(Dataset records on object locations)
---

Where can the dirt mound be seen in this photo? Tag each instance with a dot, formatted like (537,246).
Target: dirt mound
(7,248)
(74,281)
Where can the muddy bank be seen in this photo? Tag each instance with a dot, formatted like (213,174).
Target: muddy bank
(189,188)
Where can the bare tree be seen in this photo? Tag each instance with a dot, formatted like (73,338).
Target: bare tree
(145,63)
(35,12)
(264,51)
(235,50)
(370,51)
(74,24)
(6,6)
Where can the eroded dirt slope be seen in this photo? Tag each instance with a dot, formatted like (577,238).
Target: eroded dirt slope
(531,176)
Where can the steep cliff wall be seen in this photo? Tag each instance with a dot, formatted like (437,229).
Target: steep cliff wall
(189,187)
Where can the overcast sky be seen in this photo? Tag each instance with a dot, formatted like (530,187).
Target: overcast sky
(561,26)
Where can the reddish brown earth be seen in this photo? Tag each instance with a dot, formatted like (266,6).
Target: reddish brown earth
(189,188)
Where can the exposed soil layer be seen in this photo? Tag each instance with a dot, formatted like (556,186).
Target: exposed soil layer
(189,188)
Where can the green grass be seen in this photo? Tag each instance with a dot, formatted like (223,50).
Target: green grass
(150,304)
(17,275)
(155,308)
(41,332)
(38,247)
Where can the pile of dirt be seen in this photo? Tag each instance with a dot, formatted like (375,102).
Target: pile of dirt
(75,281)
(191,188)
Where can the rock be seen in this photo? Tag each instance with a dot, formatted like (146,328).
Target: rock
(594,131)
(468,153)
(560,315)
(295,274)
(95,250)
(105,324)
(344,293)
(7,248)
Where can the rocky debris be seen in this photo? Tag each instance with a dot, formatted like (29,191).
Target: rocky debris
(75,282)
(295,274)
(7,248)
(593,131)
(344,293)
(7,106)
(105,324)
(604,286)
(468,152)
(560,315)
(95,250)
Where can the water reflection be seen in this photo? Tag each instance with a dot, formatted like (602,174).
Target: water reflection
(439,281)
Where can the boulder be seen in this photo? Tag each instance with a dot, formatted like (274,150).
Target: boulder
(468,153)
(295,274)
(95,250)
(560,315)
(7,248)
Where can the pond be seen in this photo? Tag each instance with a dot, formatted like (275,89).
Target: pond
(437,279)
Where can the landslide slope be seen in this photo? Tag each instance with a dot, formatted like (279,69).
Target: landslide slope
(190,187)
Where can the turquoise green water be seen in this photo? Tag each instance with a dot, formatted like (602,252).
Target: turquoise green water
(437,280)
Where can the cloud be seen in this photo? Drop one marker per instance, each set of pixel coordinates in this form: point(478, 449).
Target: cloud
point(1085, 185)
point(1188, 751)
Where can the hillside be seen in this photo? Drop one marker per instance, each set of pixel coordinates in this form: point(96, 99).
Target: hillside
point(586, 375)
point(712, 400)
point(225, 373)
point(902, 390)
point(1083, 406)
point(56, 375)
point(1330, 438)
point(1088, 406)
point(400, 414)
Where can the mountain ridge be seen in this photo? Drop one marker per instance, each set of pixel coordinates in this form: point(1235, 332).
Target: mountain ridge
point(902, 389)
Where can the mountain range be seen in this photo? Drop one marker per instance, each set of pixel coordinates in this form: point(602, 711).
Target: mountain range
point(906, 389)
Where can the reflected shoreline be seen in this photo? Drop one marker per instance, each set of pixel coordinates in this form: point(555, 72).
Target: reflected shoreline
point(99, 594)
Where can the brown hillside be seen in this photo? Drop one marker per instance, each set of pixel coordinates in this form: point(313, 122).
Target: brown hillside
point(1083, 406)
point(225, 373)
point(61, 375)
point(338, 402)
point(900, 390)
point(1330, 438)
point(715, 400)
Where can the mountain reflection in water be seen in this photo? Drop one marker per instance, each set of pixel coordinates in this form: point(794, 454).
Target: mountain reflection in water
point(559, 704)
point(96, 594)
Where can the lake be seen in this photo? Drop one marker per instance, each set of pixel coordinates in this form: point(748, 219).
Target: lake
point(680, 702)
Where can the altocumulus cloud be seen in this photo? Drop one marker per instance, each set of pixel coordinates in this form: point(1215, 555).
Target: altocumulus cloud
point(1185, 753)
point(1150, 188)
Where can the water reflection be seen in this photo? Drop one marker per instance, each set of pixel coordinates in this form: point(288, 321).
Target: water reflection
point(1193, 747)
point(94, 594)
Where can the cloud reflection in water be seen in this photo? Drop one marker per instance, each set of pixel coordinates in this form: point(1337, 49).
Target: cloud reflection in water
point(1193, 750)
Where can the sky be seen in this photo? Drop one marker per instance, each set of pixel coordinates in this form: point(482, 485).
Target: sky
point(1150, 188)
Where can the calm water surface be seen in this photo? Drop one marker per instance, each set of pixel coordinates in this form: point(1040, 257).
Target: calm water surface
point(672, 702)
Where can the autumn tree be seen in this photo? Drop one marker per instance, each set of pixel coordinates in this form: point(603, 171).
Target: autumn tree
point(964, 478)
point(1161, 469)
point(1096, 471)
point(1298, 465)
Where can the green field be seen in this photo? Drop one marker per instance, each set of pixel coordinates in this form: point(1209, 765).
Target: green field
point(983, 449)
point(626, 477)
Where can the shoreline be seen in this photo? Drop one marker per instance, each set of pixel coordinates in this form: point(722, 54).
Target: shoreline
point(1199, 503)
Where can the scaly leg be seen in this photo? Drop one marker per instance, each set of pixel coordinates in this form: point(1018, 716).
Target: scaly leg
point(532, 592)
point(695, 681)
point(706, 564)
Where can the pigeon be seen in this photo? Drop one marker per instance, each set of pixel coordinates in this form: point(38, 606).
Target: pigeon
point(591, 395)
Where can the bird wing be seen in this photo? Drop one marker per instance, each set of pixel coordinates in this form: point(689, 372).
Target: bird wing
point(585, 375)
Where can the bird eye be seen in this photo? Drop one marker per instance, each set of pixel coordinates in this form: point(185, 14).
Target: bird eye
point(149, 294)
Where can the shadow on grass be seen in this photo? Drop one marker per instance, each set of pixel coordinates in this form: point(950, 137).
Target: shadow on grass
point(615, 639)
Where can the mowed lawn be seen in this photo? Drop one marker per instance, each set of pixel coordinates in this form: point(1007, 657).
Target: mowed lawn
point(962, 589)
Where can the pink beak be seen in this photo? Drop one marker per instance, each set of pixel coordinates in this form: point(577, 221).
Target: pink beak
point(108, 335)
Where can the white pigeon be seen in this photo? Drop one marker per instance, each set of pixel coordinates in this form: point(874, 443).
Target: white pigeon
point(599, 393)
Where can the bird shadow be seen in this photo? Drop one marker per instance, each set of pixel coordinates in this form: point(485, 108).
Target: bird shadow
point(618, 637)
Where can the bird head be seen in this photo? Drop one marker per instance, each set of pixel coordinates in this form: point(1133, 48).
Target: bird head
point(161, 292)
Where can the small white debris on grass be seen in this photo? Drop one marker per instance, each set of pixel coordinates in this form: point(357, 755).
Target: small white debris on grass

---

■ AIM OF THE TASK
Repeat every one of the items above, word for word.

■ EXERCISE ANSWER
Where can the dirt mound be seen in this photo? Tag each instance with a dot, formatted like (537,246).
Target: dirt mound
(7,248)
(74,281)
Where can the muddy bank be seen in this photo? Tag each instance with a dot, formatted like (213,174).
Target: muddy bank
(189,188)
Where can the bare tree be seen in this photo? Tag each instance with a dot, formatted like (73,338).
Target: bare tree
(145,63)
(35,12)
(264,51)
(235,50)
(370,51)
(74,24)
(6,6)
Where can the eroded dirt slope be seen in this photo? Tag each instance with a dot, formatted like (577,238).
Target: eroded dirt slope
(531,176)
Where can the steep cliff wall be seen in this photo? Tag each instance with a dot, formatted like (437,229).
Target: steep cliff wall
(189,187)
Where can the overcast sky be seen in this photo? Tag each instance with a dot, formatted like (530,187).
Target: overcast sky
(561,26)
Where can the reddish brown earth be seen in this photo? Tag each instance with a dot, formatted like (266,6).
Target: reddish brown earth
(189,188)
Where can the exposed soil layer be seen in this photo? Tag each instance with a dot, formatted like (556,186).
Target: exposed soil layer
(189,188)
Where can the green grass be seen in this photo? Tag each instance with a dot, formatted like (223,50).
Target: green grass
(150,304)
(17,275)
(155,308)
(41,332)
(38,247)
Where can the pile of dirt be seen in this photo? Tag each instance with a dot, formatted like (375,102).
Target: pile of dirt
(75,281)
(191,188)
Where can the rock be seen in this photo? Tag each instance with a dot, formatted like (146,328).
Target: rock
(594,131)
(468,153)
(560,315)
(295,274)
(95,250)
(105,324)
(344,293)
(7,248)
Where can the rocky debris be seen in this photo? Tag each instance with a dot, formatted like (29,191).
Target: rocky debris
(75,282)
(295,274)
(7,248)
(593,131)
(344,293)
(7,106)
(105,324)
(604,286)
(468,152)
(560,315)
(95,250)
Where can the water reflection be seen in this photo? Tag each instance with a dot, formatted like (602,174).
Target: water reflection
(439,281)
Where can the boulder be seen in this photo? Tag each instance with a dot, formatted like (274,150).
Target: boulder
(468,153)
(295,274)
(95,250)
(560,315)
(7,248)
Where can the pond be seen in this photo? Tag each instance with a dot, formatted like (275,89).
Target: pond
(437,279)
Where can the landslide slope be seen in this photo? Tag each instance with a dot, formatted like (279,69).
Target: landslide slope
(190,187)
Where can the turquoise green water be seen in this photo? Tag each instance with a dot, formatted like (602,252).
Target: turquoise green water
(437,280)
Where can the cloud be seen in this photo? Drop one marker per instance, each set of pixel coordinates in this form: point(478, 449).
Target: cloud
point(1085, 185)
point(1188, 751)
Where can the hillside be seen in this photo? Drop one marker per instance, each set of pixel coordinates in this form: point(96, 99).
Target: hillside
point(586, 375)
point(712, 400)
point(225, 373)
point(902, 390)
point(1083, 406)
point(56, 375)
point(1330, 438)
point(1088, 406)
point(400, 414)
Where can the mountain ridge be seen in this photo? Drop one marker per instance, each set of pixel coordinates in this form: point(1235, 332).
Target: mountain ridge
point(902, 389)
Where can the mountain range be seen in this photo? Drop one marker per instance, each set of pixel coordinates in this form: point(602, 711).
Target: mountain range
point(906, 389)
Where can the reflected shoreline be seen in this photo? Drop one marker per instance, each set of pixel coordinates in this form: point(555, 72).
Target: reflected shoreline
point(99, 594)
Where can the brown hillside be seen in this photo? Drop one marker per instance, each set of pixel coordinates in this form: point(313, 122).
Target: brown hillside
point(1083, 406)
point(225, 373)
point(61, 375)
point(338, 402)
point(900, 390)
point(1330, 438)
point(715, 400)
Where can the mountain reflection in water be seen in this photo? Drop one marker per instance, each set of pixel coordinates in this form: point(794, 454).
Target: mountain reflection in water
point(559, 704)
point(96, 594)
Where can the lake be seen in this photo? Drop one marker per instance, each set of pixel coordinates in this form: point(748, 219).
Target: lake
point(680, 702)
Where can the altocumulus cloud be seen in this photo? Drop one marker per instance, each set of pixel coordinates in this form: point(1215, 555).
Target: altocumulus cloud
point(1185, 753)
point(1150, 188)
Where can the water reflection be seen in this photo? Drop one marker per instance, each set of pixel coordinates in this form: point(288, 321).
Target: water reflection
point(1193, 747)
point(94, 594)
Where can the cloud reflection in water be seen in this photo? Drop one marker per instance, each set of pixel coordinates in this form: point(1337, 49).
Target: cloud reflection in water
point(1193, 750)
Where can the sky be seen in this photo? Drop one marker per instance, each set of pixel coordinates in this form: point(482, 485).
Target: sky
point(1150, 188)
Where can the calm water surface be seen in this photo? Drop one marker per instance, each set of pixel coordinates in this form: point(1040, 257).
Target: calm water surface
point(672, 702)
Where can the autumn tree be seen in this photo? Drop one marker per instance, each set of pixel coordinates in this form: point(603, 171).
Target: autumn tree
point(964, 478)
point(1161, 469)
point(1096, 471)
point(1298, 465)
Where can the green field be seen in this photo? Drop one marker per instance, each set of pixel coordinates in this form: point(1209, 765).
Target: green field
point(983, 449)
point(626, 477)
Where can the shoreline be seen in this photo? Drop one marker per instance, each set of pixel coordinates in this form: point(722, 54).
Target: shoreline
point(1199, 503)
Where can the scaly leg be seen in this photo? Drop one marker per instance, each set of pixel coordinates in this form: point(1018, 716).
Target: scaly leg
point(532, 592)
point(695, 681)
point(706, 564)
Where can the pigeon be seen in this photo? Drop one marker per instance, each set of pixel coordinates in this form: point(38, 606).
Target: pigeon
point(591, 395)
Where can the bird wing be seen in this photo? Drop one marker per instance, each set of pixel coordinates in this form: point(689, 372).
Target: bird wing
point(585, 375)
Where can the bird eye be seen in this photo? Drop one marker per instance, each set of pixel coordinates in this form: point(185, 14).
Target: bird eye
point(149, 294)
Where can the shadow on grass be seen in this photo? Drop one marker per instance, each set of pixel coordinates in this form: point(950, 137).
Target: shadow on grass
point(615, 639)
Where can the mowed lawn be seen in this photo? Drop one marker per instance, each set of pixel coordinates in this form: point(1007, 657).
Target: mowed lawn
point(962, 589)
Where can the pink beak be seen in this photo? Drop one marker per instance, each set of pixel coordinates in this form: point(577, 221).
Target: pink beak
point(108, 335)
Where can the white pigeon be seen in this photo? Drop one marker per instance, each set of pixel coordinates in this form: point(874, 443).
Target: white pigeon
point(599, 393)
Where can the bird shadow be seen in this photo? Drop one marker per instance, each set of pixel coordinates in this form: point(485, 108).
Target: bird shadow
point(618, 637)
Where can the bird head be seen in this photo? Drop one marker per instance, each set of pixel coordinates in this form: point(1133, 48).
Target: bird head
point(161, 292)
Where can the small white debris on grass be seen in this photo? Drop one marker per instance, each set of pixel coordinates in this form: point(357, 755).
Target: small white debris on grass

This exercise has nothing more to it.